## What is needed
Return nothing but the lines from the line with "[locate] dirt road" through the last line of the entries that follow, copied exactly and free of pictures.

## Point-per-instance localization data

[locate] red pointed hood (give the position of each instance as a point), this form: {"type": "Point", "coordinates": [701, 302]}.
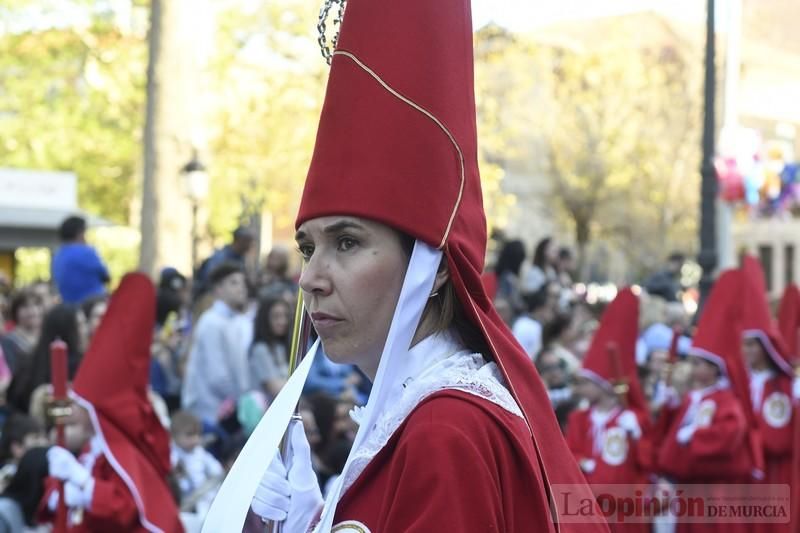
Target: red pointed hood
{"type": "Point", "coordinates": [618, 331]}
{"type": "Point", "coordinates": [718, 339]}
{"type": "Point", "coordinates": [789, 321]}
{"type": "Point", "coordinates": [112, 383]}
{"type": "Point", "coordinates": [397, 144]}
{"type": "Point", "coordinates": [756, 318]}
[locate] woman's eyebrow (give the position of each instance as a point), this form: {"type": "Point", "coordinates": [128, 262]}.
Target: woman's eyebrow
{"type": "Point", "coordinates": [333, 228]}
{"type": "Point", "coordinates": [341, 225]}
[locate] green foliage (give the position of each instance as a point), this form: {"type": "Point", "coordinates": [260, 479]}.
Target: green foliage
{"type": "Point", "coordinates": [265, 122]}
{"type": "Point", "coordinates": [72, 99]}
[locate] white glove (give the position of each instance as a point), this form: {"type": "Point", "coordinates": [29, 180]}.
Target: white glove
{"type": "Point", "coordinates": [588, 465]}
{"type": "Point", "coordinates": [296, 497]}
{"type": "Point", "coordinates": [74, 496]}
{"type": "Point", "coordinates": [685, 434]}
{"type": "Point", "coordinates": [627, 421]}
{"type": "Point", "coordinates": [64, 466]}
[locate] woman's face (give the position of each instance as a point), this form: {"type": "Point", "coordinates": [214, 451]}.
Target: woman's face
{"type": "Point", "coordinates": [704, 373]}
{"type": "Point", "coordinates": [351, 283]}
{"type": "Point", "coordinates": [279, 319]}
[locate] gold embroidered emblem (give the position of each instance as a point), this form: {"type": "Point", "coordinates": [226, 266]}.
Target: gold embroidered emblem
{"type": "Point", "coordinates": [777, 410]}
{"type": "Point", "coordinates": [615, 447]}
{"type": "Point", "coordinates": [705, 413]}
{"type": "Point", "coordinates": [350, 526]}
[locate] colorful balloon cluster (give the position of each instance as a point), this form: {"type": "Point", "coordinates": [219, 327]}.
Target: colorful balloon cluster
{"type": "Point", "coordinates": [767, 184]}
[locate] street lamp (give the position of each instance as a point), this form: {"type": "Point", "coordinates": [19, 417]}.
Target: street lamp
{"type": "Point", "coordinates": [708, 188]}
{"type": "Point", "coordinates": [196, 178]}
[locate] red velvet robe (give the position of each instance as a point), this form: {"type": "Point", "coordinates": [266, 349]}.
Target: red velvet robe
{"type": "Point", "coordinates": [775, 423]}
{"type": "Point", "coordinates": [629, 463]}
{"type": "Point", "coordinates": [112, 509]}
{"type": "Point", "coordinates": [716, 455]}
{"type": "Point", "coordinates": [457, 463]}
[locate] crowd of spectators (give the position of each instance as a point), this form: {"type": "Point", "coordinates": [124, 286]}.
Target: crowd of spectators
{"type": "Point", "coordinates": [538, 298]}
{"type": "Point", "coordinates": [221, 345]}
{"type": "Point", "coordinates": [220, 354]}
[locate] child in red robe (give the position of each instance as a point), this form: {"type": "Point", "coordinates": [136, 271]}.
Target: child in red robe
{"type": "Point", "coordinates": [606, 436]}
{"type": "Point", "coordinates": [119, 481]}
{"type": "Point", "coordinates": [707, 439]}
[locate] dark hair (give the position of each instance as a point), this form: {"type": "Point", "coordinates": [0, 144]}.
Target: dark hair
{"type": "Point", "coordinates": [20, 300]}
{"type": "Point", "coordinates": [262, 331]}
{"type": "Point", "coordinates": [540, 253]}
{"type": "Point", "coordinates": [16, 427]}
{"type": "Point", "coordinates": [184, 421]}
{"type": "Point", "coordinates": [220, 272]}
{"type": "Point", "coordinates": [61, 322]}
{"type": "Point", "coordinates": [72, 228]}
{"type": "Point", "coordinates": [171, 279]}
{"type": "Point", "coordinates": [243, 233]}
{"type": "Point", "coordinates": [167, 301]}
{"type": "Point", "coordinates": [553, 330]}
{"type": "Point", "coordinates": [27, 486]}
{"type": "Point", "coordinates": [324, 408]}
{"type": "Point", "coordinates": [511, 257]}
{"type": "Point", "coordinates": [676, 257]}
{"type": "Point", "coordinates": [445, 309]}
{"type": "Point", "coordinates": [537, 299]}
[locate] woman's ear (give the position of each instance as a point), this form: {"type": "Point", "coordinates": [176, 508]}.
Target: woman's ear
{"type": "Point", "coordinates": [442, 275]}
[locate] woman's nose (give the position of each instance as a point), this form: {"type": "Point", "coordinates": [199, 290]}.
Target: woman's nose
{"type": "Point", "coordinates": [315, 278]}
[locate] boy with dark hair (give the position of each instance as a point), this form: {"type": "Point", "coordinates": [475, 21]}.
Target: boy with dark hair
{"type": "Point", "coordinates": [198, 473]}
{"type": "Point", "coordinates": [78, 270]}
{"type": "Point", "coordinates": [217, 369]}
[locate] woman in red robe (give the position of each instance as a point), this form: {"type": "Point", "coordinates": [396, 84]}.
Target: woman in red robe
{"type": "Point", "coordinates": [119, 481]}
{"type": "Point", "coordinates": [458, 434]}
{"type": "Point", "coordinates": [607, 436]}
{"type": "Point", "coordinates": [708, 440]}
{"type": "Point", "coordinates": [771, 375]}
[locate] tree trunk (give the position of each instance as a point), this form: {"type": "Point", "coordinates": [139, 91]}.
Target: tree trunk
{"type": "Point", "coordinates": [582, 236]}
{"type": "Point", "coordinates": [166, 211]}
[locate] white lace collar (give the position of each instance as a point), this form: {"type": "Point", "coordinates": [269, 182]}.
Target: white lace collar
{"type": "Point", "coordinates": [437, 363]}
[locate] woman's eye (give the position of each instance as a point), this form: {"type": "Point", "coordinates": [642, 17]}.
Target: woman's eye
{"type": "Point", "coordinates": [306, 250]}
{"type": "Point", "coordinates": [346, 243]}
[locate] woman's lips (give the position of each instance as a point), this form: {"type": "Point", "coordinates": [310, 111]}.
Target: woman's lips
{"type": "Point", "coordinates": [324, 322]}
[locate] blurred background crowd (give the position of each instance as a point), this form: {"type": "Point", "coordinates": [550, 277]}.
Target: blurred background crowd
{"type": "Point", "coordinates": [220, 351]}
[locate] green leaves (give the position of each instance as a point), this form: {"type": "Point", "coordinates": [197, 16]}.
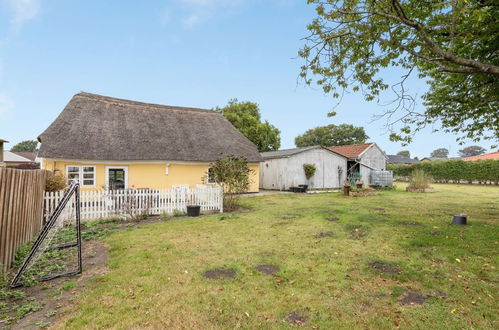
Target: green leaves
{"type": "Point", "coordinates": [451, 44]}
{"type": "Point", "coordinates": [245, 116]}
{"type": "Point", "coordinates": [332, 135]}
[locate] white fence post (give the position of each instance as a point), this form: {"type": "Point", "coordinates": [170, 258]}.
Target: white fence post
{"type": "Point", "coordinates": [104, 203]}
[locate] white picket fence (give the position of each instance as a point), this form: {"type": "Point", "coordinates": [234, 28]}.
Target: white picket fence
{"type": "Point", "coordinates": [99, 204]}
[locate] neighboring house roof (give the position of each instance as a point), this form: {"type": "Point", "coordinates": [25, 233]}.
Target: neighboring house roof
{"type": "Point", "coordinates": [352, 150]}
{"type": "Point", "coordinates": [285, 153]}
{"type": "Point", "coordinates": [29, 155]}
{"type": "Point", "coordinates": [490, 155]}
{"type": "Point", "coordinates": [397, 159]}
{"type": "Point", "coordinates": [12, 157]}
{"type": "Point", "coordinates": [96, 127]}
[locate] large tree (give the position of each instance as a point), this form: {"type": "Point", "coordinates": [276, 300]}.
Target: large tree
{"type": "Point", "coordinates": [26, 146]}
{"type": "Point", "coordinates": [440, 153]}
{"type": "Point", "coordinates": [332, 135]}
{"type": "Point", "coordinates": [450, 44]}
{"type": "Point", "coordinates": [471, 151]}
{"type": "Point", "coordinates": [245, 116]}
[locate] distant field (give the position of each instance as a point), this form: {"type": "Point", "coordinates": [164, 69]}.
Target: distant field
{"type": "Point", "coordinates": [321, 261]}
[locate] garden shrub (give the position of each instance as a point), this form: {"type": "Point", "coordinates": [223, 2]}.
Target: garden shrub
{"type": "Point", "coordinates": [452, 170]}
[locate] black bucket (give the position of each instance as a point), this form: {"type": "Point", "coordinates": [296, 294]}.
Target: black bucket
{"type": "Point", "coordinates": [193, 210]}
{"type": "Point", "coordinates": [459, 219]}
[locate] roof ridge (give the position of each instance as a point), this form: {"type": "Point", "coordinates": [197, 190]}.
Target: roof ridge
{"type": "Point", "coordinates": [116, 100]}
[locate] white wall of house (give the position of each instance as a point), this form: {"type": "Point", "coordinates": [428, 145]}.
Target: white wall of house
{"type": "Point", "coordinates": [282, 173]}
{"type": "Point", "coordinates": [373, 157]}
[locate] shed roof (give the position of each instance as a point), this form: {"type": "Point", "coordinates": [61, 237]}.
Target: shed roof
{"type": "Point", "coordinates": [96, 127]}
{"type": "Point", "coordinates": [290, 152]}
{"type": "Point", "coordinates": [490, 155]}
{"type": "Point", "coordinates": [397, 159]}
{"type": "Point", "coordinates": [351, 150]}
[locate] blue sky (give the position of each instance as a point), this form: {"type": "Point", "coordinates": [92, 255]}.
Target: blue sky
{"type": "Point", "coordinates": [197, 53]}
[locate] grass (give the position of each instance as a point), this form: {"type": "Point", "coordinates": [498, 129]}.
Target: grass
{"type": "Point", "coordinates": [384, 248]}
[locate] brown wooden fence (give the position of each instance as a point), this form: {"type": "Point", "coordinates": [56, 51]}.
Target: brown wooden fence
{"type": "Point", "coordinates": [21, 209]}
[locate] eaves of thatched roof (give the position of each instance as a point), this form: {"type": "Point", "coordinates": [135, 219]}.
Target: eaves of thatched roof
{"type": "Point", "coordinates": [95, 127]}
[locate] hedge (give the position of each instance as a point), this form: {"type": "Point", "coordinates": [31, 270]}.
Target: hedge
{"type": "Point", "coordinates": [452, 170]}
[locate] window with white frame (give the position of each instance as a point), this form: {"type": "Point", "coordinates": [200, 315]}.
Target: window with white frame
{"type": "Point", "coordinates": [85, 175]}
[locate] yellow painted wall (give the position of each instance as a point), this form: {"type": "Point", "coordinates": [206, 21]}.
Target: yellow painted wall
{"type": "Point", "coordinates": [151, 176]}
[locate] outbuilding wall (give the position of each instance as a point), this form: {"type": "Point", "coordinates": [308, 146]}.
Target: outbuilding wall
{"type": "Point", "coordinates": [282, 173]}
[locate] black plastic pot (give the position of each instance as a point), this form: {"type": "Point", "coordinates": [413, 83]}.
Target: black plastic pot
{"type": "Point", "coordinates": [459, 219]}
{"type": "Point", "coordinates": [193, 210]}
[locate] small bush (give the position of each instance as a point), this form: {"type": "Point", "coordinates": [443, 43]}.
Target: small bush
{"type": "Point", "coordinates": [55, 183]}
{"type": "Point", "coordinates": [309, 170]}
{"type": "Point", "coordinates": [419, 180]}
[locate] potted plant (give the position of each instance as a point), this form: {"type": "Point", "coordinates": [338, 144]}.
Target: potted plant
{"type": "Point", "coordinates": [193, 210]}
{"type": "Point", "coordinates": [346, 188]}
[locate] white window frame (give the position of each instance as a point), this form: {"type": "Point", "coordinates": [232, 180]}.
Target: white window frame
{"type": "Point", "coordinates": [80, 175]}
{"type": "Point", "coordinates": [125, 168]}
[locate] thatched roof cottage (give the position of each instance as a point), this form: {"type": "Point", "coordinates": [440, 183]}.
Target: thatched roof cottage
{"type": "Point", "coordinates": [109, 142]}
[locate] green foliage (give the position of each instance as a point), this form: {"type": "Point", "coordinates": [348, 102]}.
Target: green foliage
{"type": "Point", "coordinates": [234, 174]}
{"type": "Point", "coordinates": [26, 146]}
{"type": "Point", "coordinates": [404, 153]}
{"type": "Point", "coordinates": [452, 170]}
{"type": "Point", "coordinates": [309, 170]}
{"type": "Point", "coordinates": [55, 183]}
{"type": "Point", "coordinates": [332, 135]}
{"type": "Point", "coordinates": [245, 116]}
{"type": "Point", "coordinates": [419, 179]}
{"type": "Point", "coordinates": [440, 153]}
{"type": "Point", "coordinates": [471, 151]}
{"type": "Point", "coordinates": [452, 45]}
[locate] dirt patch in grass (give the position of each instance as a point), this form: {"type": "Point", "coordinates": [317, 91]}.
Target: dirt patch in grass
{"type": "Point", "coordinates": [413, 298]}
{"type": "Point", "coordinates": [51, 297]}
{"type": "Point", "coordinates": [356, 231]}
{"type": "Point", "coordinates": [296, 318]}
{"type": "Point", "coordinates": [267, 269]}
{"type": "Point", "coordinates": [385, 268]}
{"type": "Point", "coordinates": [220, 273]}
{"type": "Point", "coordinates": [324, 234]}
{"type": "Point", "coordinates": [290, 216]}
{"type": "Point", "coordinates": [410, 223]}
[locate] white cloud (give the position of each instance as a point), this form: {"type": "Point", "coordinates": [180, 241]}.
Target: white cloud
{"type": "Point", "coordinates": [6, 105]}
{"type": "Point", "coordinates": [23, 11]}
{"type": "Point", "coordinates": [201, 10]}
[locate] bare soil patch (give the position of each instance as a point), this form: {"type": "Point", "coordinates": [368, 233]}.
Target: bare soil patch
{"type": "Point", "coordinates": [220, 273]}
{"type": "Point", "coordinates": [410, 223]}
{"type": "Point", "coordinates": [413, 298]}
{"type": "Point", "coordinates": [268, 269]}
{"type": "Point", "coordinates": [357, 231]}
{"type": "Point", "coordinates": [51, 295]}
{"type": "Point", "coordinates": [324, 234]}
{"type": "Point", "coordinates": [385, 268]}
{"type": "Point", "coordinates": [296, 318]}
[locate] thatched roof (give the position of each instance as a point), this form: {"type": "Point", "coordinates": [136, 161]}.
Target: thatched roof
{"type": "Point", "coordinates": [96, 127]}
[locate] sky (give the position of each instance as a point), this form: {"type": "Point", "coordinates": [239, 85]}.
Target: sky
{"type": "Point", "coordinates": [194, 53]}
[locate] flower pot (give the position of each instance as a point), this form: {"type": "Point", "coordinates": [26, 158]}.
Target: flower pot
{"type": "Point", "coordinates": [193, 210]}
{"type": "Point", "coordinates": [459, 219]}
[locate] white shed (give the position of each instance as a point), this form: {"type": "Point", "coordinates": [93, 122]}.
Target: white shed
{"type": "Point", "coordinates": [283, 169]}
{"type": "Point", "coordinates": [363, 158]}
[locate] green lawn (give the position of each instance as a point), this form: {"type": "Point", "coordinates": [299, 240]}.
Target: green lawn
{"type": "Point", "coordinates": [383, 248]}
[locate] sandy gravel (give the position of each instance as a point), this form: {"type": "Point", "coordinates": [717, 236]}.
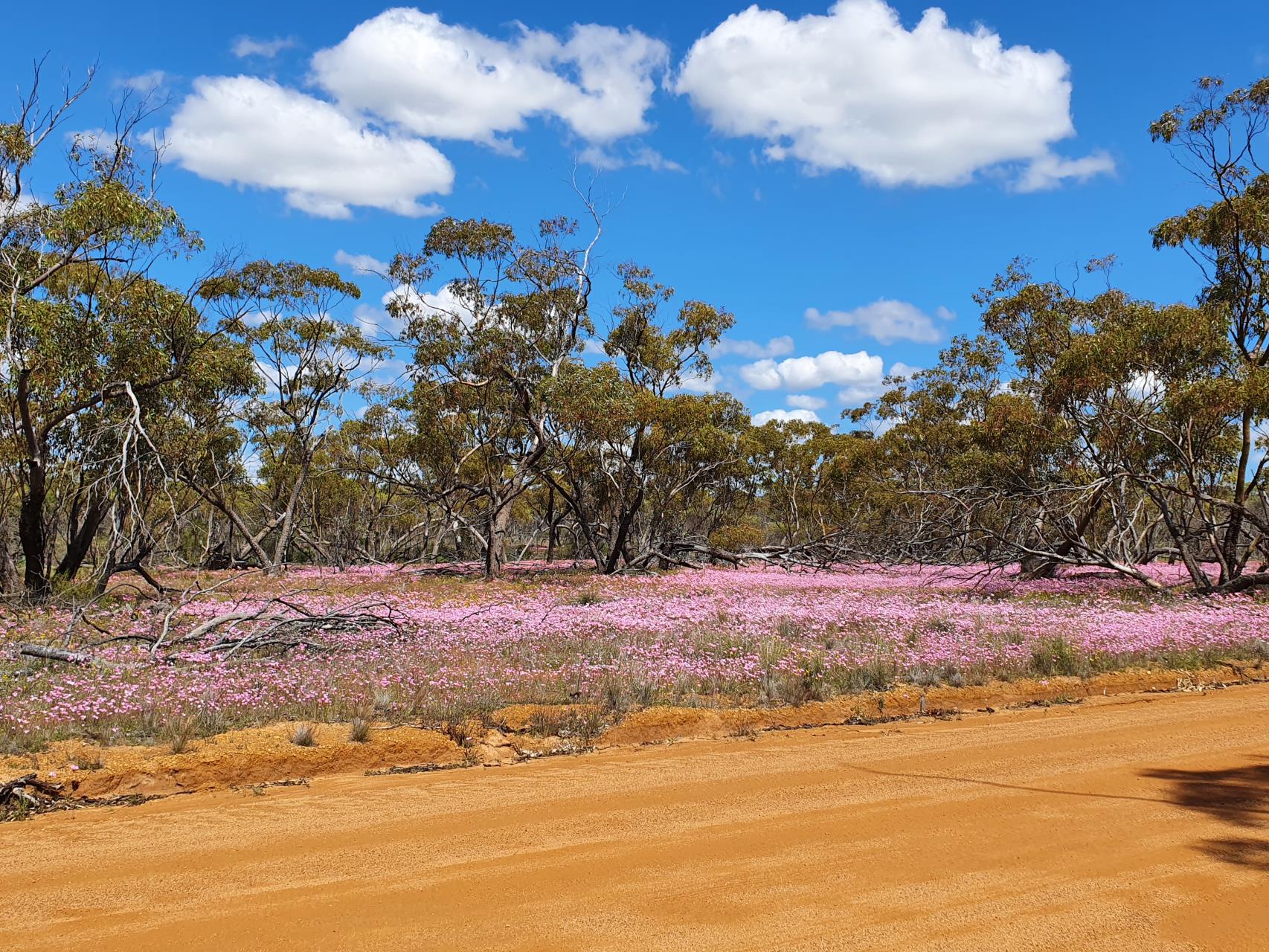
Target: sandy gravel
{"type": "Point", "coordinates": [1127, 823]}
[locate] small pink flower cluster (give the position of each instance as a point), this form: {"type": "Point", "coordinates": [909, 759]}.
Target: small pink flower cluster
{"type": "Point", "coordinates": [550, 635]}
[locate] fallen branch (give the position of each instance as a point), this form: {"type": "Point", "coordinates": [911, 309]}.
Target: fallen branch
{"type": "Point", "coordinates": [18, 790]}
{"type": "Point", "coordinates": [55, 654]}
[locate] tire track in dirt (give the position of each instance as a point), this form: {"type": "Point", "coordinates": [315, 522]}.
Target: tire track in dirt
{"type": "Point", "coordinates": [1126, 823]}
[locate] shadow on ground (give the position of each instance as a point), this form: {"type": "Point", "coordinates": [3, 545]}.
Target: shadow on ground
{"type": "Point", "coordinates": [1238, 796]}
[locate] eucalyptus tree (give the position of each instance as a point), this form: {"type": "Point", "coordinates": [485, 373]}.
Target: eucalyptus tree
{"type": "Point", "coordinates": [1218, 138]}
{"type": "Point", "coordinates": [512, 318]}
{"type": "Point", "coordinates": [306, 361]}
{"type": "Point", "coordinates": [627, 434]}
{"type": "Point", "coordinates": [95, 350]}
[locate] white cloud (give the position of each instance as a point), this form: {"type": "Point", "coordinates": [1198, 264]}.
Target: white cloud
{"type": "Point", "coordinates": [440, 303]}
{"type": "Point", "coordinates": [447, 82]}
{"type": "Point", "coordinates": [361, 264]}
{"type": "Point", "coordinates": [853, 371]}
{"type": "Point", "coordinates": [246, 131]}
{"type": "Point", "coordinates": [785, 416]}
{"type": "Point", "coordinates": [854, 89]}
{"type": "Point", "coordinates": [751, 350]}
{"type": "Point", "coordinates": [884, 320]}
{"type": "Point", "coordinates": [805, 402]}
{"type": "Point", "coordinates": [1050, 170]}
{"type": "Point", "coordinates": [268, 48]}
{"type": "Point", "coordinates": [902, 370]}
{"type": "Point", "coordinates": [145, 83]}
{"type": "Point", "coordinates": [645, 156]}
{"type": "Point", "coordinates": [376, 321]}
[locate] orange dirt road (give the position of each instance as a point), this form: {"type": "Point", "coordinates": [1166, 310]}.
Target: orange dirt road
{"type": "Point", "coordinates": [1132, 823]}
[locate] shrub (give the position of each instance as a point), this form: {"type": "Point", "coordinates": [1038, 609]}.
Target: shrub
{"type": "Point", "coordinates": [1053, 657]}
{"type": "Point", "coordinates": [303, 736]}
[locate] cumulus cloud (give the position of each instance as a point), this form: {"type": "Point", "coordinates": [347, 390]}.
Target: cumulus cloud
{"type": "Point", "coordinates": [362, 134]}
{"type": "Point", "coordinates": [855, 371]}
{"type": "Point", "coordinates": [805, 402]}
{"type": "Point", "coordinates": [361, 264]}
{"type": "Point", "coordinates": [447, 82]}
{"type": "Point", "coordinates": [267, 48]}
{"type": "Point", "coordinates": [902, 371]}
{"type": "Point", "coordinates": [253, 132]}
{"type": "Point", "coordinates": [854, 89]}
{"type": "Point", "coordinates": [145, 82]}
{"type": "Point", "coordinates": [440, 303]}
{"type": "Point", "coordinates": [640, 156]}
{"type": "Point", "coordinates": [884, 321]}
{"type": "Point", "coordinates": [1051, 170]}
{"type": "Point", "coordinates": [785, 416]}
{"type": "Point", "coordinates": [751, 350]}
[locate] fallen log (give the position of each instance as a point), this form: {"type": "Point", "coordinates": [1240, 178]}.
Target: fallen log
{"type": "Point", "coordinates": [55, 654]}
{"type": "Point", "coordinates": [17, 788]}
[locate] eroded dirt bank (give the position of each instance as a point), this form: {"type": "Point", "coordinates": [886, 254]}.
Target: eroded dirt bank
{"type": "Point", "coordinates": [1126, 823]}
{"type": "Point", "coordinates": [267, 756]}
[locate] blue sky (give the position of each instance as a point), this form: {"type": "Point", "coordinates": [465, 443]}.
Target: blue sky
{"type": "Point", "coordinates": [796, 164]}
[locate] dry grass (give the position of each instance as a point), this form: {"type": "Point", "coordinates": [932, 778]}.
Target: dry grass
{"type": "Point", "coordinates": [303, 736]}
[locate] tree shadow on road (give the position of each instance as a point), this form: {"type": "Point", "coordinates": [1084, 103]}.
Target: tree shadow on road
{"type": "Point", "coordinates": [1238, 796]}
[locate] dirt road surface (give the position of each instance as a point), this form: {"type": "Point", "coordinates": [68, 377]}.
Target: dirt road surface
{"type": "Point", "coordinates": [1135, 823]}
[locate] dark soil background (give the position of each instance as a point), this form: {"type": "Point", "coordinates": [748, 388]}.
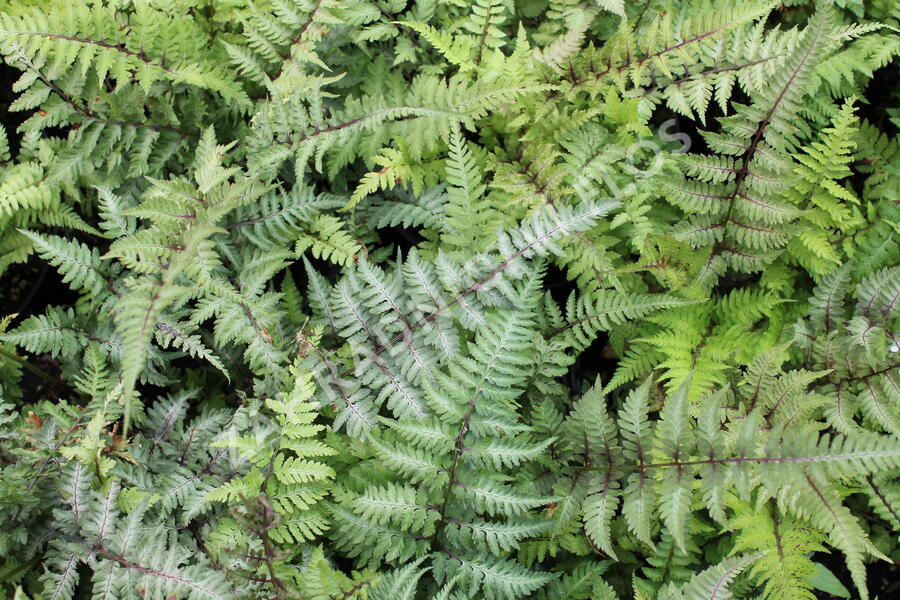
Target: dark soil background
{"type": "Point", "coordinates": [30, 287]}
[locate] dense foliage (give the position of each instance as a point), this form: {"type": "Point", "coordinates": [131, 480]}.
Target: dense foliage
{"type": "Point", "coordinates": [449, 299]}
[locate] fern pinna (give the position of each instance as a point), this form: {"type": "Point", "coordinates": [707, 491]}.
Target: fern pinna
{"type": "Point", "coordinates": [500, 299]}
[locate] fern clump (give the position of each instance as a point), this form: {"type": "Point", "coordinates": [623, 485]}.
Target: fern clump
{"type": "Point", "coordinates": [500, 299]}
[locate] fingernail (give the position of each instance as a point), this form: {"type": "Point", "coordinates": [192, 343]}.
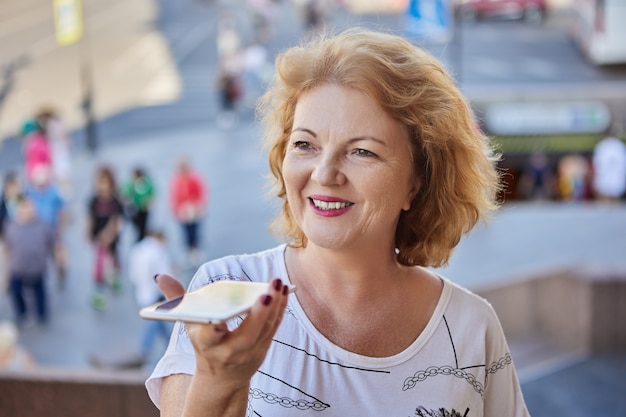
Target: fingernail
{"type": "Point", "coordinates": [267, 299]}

## Task output
[locate] dirt road surface (give the position of each instance as a point), this form: {"type": "Point", "coordinates": [68, 377]}.
Target: dirt road surface
{"type": "Point", "coordinates": [1135, 823]}
[locate] dark soil background (give the position of each instance as a point), this form: {"type": "Point", "coordinates": [748, 388]}.
Target: dark soil background
{"type": "Point", "coordinates": [30, 287]}
[locate] dense foliage (give the position of each instance as a point), this form: {"type": "Point", "coordinates": [131, 480]}.
Target: dense foliage
{"type": "Point", "coordinates": [449, 299]}
[locate] fern pinna (give the position of each instance as a point), this form: {"type": "Point", "coordinates": [707, 491]}.
Target: fern pinna
{"type": "Point", "coordinates": [500, 299]}
[locate] fern clump (give the position of each instance as a point), this form: {"type": "Point", "coordinates": [623, 485]}.
Target: fern clump
{"type": "Point", "coordinates": [500, 299]}
[locate] fingernail (give the position of each instance as a point), this form: {"type": "Point", "coordinates": [192, 343]}.
Target: fingernail
{"type": "Point", "coordinates": [267, 299]}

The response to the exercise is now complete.